# [What the exercise asks]
Give the records back exactly as written, but without the images.

[Stored data entries]
▼
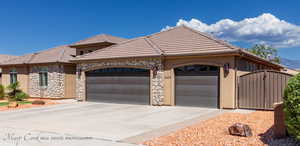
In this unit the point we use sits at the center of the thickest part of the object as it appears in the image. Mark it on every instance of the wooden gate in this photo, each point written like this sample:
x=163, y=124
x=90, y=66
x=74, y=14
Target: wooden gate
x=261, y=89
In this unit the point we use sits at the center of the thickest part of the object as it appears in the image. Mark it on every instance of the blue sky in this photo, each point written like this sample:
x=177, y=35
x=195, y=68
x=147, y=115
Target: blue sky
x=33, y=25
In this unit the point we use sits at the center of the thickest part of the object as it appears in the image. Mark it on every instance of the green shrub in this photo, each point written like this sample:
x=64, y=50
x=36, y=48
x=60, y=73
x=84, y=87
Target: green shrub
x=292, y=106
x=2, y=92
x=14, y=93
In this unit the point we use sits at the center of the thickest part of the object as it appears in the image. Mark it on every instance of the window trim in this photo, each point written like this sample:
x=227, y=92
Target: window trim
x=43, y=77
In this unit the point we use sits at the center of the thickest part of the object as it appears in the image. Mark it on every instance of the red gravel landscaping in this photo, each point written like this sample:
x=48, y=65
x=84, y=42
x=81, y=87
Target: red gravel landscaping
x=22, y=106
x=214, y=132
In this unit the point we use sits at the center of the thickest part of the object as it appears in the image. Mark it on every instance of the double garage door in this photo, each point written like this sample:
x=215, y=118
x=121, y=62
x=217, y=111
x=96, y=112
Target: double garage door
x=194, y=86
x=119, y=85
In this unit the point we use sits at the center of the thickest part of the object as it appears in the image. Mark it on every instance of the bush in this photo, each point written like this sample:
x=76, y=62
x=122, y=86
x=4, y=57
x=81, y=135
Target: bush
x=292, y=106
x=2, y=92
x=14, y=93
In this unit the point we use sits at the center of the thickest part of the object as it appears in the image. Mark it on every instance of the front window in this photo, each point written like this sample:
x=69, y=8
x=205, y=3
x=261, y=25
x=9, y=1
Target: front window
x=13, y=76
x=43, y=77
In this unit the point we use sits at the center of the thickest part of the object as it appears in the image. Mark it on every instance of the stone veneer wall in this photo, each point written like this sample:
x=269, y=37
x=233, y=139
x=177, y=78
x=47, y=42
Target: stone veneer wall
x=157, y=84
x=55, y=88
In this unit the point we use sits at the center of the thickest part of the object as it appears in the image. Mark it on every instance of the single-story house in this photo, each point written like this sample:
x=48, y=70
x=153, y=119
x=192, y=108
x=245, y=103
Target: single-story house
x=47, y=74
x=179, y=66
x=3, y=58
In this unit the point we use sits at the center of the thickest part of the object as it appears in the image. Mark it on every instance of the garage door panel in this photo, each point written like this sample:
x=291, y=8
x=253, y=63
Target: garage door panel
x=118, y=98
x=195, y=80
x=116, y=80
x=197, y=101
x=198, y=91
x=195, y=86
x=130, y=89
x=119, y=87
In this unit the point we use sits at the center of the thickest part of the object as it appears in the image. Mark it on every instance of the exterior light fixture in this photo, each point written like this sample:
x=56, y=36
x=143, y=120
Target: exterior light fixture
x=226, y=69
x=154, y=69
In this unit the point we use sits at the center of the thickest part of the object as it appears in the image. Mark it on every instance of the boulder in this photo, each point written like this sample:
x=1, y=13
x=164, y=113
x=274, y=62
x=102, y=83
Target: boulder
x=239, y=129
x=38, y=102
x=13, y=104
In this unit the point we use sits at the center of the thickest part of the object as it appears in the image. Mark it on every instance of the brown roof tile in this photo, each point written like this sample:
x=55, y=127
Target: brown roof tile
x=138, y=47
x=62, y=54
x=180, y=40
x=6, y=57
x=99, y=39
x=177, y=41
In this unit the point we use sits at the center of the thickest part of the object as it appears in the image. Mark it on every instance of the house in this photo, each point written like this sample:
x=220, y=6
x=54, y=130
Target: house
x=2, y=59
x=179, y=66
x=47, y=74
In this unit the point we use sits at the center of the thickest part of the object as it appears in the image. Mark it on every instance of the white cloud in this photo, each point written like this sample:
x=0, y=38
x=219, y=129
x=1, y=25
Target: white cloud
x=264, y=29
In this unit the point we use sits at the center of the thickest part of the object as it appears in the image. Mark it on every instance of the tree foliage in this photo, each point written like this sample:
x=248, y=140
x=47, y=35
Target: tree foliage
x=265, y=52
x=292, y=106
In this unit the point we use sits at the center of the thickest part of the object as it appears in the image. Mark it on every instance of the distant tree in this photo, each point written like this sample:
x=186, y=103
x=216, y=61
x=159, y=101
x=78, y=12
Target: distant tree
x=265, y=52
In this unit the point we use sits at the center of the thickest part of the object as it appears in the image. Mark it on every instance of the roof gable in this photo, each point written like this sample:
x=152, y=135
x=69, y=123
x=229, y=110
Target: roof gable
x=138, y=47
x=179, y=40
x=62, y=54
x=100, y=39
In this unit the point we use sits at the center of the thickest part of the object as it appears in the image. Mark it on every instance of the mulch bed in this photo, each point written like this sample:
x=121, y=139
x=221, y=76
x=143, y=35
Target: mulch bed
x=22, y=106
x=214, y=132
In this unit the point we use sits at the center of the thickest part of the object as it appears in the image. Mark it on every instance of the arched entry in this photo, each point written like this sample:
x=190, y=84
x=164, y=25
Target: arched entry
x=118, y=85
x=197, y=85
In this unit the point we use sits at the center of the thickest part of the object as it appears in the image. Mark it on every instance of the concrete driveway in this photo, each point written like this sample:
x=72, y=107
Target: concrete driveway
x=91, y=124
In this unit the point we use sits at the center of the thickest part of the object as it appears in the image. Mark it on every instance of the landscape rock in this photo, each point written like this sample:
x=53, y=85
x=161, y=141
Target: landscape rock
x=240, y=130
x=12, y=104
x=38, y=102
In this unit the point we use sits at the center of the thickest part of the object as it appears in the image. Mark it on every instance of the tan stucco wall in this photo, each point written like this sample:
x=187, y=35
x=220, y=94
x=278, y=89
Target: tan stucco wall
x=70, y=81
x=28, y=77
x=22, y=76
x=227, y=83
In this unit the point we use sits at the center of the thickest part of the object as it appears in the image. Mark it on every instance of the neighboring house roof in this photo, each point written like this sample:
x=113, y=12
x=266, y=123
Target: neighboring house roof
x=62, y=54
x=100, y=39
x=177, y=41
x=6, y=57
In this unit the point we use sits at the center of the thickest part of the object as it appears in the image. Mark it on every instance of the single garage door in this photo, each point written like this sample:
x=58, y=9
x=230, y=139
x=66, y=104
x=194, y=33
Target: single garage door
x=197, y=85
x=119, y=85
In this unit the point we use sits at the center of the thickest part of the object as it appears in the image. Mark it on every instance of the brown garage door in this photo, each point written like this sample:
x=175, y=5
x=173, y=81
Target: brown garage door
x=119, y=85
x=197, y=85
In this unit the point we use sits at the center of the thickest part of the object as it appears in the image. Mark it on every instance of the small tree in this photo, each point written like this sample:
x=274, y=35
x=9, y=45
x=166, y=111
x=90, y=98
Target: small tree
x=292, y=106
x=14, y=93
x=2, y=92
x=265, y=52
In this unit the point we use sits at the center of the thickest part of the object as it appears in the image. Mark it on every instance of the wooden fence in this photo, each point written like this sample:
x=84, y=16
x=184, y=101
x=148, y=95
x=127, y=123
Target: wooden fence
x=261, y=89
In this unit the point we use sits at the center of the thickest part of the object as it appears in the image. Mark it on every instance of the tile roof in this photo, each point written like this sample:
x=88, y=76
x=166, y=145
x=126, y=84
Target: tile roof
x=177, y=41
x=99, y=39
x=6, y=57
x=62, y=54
▲
# [Solved problem]
In this unit the point we use sits at the center of the thickest part of the object as it appears in the image. Mark it on every instance of the wooden gate in this photo, each point written like this sample:
x=163, y=124
x=90, y=66
x=74, y=14
Target: wooden gate
x=261, y=89
In this unit the point we use sits at the center of the thickest part of the object as it appears in the image. Mark it on every instance of the blue sky in this photo, each point written like this sample:
x=177, y=35
x=195, y=68
x=147, y=115
Target: blue sky
x=33, y=25
In this unit the point we use sits at the center of the thickest part of the object as it appears in the image. Mark it on every instance of the green shrub in this photo, each point written like this sample:
x=64, y=50
x=36, y=48
x=60, y=73
x=84, y=87
Target: green shrub
x=292, y=106
x=2, y=92
x=14, y=93
In this unit the point we use sits at the center of the thickest part of the object as it appears in the image. Mark it on every instance of the window trim in this photo, each point written like this sample:
x=227, y=92
Target: window trim
x=43, y=77
In this unit the point we use sits at the center of the thickest part of the object as it appears in the image. Mark it on every instance of the red gravel landscaping in this photo, each point written like this sample:
x=48, y=65
x=84, y=42
x=81, y=87
Target: red gravel landscaping
x=22, y=106
x=214, y=132
In this unit the point we use sits at the center of the thickest part of the object as it appears in the image. Mark it on every instance of the double garage door in this photo, each point written like this sample:
x=215, y=118
x=121, y=62
x=217, y=111
x=96, y=112
Target: double garage door
x=194, y=86
x=119, y=85
In this unit the point we use sits at the center of the thickest part of the object as it appears in the image. Mark it on every instance of the bush in this photo, each point written like this sample:
x=76, y=62
x=122, y=86
x=4, y=57
x=81, y=135
Target: bush
x=292, y=106
x=2, y=92
x=14, y=93
In this unit the point we use sits at the center of the thickest part of the object as it appears in the image. Mark it on every instance of the front window in this photo, each point written like this sample:
x=69, y=8
x=205, y=3
x=261, y=25
x=9, y=1
Target: front window
x=13, y=76
x=43, y=77
In this unit the point we use sits at the center of the thickest part of the object as it appears in the image. Mark it on every instance of the stone veneer wall in this photo, each point written like this sample:
x=269, y=37
x=233, y=139
x=177, y=78
x=47, y=42
Target: stone veneer wall
x=157, y=84
x=55, y=88
In this unit the point we use sits at the center of the thickest part of the object as it appears in the image. Mark it on every instance of the single-story house in this photo, each point written like this sample:
x=48, y=70
x=153, y=119
x=192, y=108
x=245, y=103
Target: single-story house
x=47, y=74
x=179, y=66
x=3, y=58
In this unit the point we use sits at the center of the thickest part of the object as it appears in the image. Mark it on every instance of the garage door panel in this photo, each point written like this sample:
x=291, y=8
x=253, y=63
Target: garage door panel
x=118, y=98
x=195, y=80
x=116, y=80
x=197, y=101
x=198, y=91
x=195, y=86
x=130, y=89
x=119, y=87
In this unit the point we use sits at the center of the thickest part of the object as it appears in the image. Mark it on every instance of the exterior light fixture in this photo, each point written like this sample:
x=56, y=36
x=143, y=120
Target: exterior light fixture
x=226, y=69
x=154, y=69
In this unit the point we use sits at the center of the thickest part of the object as it appears in the image. Mark it on every instance of the boulder in this photo, each point written like this sample:
x=1, y=13
x=164, y=113
x=274, y=62
x=102, y=83
Target: boulder
x=239, y=129
x=38, y=102
x=13, y=104
In this unit the point we use sits at the center of the thickest part of the object as it appears in the image. Mark it on every instance of the brown roof tile in this photo, each point written like this sample:
x=55, y=127
Target: brown roof tile
x=138, y=47
x=62, y=54
x=180, y=40
x=6, y=57
x=99, y=39
x=177, y=41
In this unit the point we use sits at the center of the thickest part of the object as it appears in the image. Mark it on every instance of the house in this photo, each point written like this sample:
x=220, y=6
x=54, y=130
Target: house
x=2, y=59
x=179, y=66
x=47, y=74
In this unit the point we use sits at the center of the thickest part of the object as it appears in the image. Mark it on every instance of the white cloud in this photo, each point written like this sample:
x=0, y=38
x=219, y=129
x=1, y=25
Target: white cloud
x=264, y=29
In this unit the point we use sits at the center of the thickest part of the object as it appears in the image. Mark it on every instance of the tree foliage in this photo, each point written like this sample:
x=248, y=140
x=47, y=35
Target: tree foliage
x=265, y=52
x=292, y=106
In this unit the point we use sits at the center of the thickest part of the object as it appears in the image. Mark it on every instance of the distant tree in this photo, each point written like this sample:
x=186, y=103
x=216, y=61
x=159, y=101
x=78, y=12
Target: distant tree
x=265, y=52
In this unit the point we use sits at the center of the thickest part of the object as it appears in the image. Mark it on every instance of the roof gable in this photo, each point written like this sample:
x=152, y=135
x=69, y=123
x=229, y=110
Target: roof gable
x=138, y=47
x=179, y=40
x=62, y=54
x=100, y=39
In this unit the point we use sits at the center of the thickest part of the object as it appears in the image. Mark it on every instance of the mulch bed in this photo, each point written like this sample:
x=121, y=139
x=221, y=76
x=143, y=35
Target: mulch bed
x=22, y=106
x=214, y=132
In this unit the point we use sits at the center of the thickest part of the object as it appears in the image. Mark it on every instance of the arched entry in this photo, each point written like this sample:
x=190, y=84
x=164, y=25
Target: arched entry
x=118, y=85
x=197, y=85
In this unit the point we use sits at the center of the thickest part of the object as it appears in the image. Mark it on every instance of the concrete driveway in this photo, each point written like this sample:
x=72, y=107
Target: concrete driveway
x=91, y=124
In this unit the point we use sits at the center of the thickest part of the object as it appears in the image. Mark it on every instance of the landscape rock in this photo, each point written like this sample:
x=53, y=85
x=161, y=141
Target: landscape rock
x=240, y=130
x=12, y=104
x=38, y=102
In this unit the point we use sits at the center of the thickest part of the object as it appears in the image. Mark it on every instance of the tan stucco wall in this photo, each point written like this sample:
x=187, y=35
x=220, y=94
x=278, y=89
Target: tan stucco wall
x=70, y=81
x=28, y=77
x=22, y=76
x=227, y=83
In this unit the point we use sits at the center of the thickest part of the object as it appears in the image. Mark it on every instance of the neighboring house roof in this photo, each point written like this sample:
x=113, y=12
x=266, y=123
Target: neighboring house roof
x=62, y=54
x=100, y=39
x=177, y=41
x=6, y=57
In this unit the point we use sits at the center of the thickest part of the object as it appears in the image. Mark it on every instance of the single garage door in this photo, each point written like this sample:
x=58, y=9
x=230, y=139
x=66, y=104
x=194, y=33
Target: single garage door
x=197, y=85
x=119, y=85
In this unit the point we use sits at the center of the thickest part of the object as it appears in the image. Mark it on every instance of the brown garage door in this photo, each point written like this sample:
x=175, y=5
x=173, y=81
Target: brown garage door
x=119, y=85
x=197, y=85
In this unit the point we use sits at the center of the thickest part of the object as it appears in the image. Mark it on every instance of the small tree in this photo, each point written like this sample:
x=274, y=35
x=9, y=45
x=166, y=111
x=90, y=98
Target: small tree
x=292, y=106
x=14, y=93
x=2, y=92
x=265, y=52
In this unit the point we use sits at the center of the thickest part of the object as it appears in the image. Mark it on every instance of the wooden fence in this photo, each point written like this sample:
x=84, y=16
x=184, y=101
x=148, y=95
x=127, y=123
Target: wooden fence
x=261, y=89
In this unit the point we use sits at the center of the thickest part of the object as it appears in the image. Mark it on every instance of the tile roof in this photo, each point written like this sample:
x=88, y=76
x=166, y=145
x=126, y=84
Target: tile roof
x=177, y=41
x=99, y=39
x=6, y=57
x=62, y=54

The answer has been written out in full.